=== FRAGMENTO SELECCIONADO ===
--*--

Si ese individuo, Txapote, no perteneciese a la banda terrorista ETA; si no fuera un asesino de “responsabilidad limitada”, no diré que con licencia para matar, pero sí con respaldo suficiente como para creerse con derecho a no dar cuenta de sus crímenes ni ante la sociedad ni ante la Ley; si fuera un energúmeno cualquiera, es decir, uno de esos renglones de Dios que un mal día se tuercen por arrebato, rencor, codicia, oficio o despecho, no creo que se hubiera tomado la libertad, en el momento mismo en que toda ella dependía del juicio de un magistrado, de llamarle payaso. Tampoco me lo imagino, sin la soberbia que da la impunidad, liándose a coces contra una mampara.
Aparte del rostro del individuo, con esa mueca aterradora que trasmite la mezcla más perfecta que yo haya visto en mi vida de odio, desprecio y locura, lo chocante de esta historia es la mampara. No he estudiado Derecho procesal, e ignoro por tanto qué razones pueden llevar a un juez a tomar la decisión de aislar a un encausado. No sé si lo hará para protegerle de alguna posible agresión o para impedirle la fuga. No sé, en este cuento de urnas, cuál es la rosa vulnerable: si la seguridad del presunto culpable o la integridad de los testigos. Si la estabilidad del supuesto agresor o la serenidad de la víctima cierta. O la propia Justicia. Tan frágil, se diría, que precisa blindarse de mamparas.

--*--

=== DATOS PROPORCIONADOS ===
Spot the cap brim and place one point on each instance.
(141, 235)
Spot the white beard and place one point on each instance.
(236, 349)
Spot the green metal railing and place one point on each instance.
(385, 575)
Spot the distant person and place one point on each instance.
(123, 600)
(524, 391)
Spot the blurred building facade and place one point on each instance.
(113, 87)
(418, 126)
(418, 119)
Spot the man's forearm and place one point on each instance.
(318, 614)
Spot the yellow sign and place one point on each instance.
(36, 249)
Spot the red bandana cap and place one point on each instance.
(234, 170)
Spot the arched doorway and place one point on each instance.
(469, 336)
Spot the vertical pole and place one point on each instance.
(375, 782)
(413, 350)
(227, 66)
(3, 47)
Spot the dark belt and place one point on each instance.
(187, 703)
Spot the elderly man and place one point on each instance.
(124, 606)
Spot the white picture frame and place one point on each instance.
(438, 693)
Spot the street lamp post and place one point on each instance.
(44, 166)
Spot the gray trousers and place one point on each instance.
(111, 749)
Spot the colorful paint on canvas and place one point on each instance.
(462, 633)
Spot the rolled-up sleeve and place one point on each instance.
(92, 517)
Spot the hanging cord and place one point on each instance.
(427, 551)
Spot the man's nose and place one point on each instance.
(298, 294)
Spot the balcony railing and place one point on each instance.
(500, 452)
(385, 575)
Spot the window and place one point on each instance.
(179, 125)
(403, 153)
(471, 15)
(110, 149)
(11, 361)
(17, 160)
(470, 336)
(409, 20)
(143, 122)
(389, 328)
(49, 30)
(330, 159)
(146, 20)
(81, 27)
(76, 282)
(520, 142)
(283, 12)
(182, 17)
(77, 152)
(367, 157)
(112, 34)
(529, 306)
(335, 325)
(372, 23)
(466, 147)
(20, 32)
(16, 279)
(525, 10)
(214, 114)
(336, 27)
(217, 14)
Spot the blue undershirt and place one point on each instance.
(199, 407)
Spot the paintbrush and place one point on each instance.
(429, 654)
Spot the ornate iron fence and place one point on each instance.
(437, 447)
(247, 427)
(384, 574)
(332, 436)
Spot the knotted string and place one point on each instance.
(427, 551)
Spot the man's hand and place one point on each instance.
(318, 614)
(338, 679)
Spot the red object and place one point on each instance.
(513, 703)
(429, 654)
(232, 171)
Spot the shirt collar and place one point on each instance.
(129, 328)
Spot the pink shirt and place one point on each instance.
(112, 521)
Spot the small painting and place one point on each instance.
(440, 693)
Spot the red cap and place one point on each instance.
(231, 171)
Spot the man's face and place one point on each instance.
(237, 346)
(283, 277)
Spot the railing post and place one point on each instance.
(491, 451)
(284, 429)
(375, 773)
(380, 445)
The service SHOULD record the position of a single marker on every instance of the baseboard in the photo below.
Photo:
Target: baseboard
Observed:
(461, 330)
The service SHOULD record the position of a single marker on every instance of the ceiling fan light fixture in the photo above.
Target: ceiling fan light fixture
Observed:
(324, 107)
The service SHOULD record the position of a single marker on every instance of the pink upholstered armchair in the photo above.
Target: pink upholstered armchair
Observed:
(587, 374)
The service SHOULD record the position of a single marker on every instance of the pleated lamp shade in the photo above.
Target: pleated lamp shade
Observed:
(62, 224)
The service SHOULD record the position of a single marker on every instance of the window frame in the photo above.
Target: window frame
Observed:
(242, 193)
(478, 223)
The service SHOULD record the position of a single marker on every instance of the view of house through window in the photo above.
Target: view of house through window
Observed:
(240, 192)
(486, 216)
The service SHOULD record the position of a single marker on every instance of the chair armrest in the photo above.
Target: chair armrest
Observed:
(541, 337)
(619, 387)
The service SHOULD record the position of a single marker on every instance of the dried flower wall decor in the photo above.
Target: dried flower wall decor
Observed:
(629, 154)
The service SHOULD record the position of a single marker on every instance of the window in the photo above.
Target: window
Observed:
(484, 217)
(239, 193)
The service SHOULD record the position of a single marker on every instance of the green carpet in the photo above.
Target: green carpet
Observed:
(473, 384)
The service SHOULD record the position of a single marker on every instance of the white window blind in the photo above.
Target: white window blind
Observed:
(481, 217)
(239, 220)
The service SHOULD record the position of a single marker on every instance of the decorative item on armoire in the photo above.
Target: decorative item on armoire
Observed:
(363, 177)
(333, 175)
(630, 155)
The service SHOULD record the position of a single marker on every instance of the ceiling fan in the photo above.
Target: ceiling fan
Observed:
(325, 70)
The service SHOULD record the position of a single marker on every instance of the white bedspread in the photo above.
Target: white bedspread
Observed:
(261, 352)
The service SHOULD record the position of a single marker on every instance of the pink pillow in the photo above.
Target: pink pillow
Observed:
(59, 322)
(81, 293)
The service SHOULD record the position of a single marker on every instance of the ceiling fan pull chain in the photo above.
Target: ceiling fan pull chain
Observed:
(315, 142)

--*--

=== COMPRUEBA TU COMPRENSIÓN ===
1 – Transcribe del texto sobre Txapote y la mampara todo lo que va desde "Si ese individuo, Txapote, no" hasta "contra una mampara.".
2 – Según el texto sobre Txapote, ¿por qué motivos se tuercen un mal día esos "renglones de Dios"? Enuméralos todos.
3 – Prosigue el texto sobre Txapote y la mampara a partir de su última frase.

=== RESPUESTAS POR TAREA ===
1 –
Si ese individuo, Txapote, no perteneciese a la banda terrorista ETA; si no fuera un asesino de “responsabilidad limitada”, no diré que con licencia para matar, pero sí con respaldo suficiente como para creerse con derecho a no dar cuenta de sus crímenes ni ante la sociedad ni ante la Ley; si fuera un energúmeno cualquiera, es decir, uno de esos renglones de Dios que un mal día se tuercen por arrebato, rencor, codicia, oficio o despecho, no creo que se hubiera tomado la libertad, en el momento mismo en que toda ella dependía del juicio de un magistrado, de llamarle payaso. Tampoco me lo imagino, sin la soberbia que da la impunidad, liándose a coces contra una mampara.

2 – arrebato, rencor, codicia, oficio y despecho

3 –
Admiro al hombre que ha tenido que juzgar a este individuo y soportar sus desplantes, desacatos e insultos. No hay sueldo que pague tanta exposición a la ira o la creciente impotencia con que las judicaturas de los Estados democráticos se enfrentan a cierta clase de delincuentes. Admiro, ya digo, su valor, pero intuyo que tiene un fondo inútil. Porque la sensación que a uno se le queda en las tripas después de ver las imágenes y leer las declaraciones del insurrecto es la de una inmensa, descorazonadora derrota. Un sujeto claramente destinado a pasarse muchos años en prisión, un tipo verdaderamente atrapado no tiene ni la desfachatez, ni el gesto de satisfacción, ni la pupila desafiante de ese individuo. Que, por cierto, no llegó a romper la mampara.
Quizás ese individuo ya sepa que de un modo u otro le será perdonada su deuda. Quizás ya supiera, cuando disparó contra una nuca o una espalda inocentes, que nunca le quemaría la garganta el amargo trago de sangre que él daba a beber a otros. Supondría, me imagino, que en el peor de los casos, si le detenían, tendría que acostumbrarse a la estrechez, o menos, de una celda selecta. Seguro que más ancha que un “zulo”. Sin duda más confortable y luminosa. Sin relojes que contaran sus días. Sin patios comunes. Sin enemigos de quienes defenderse. Sin vejaciones de las que lamentarse. Sin miedo. Con su mampara y todo.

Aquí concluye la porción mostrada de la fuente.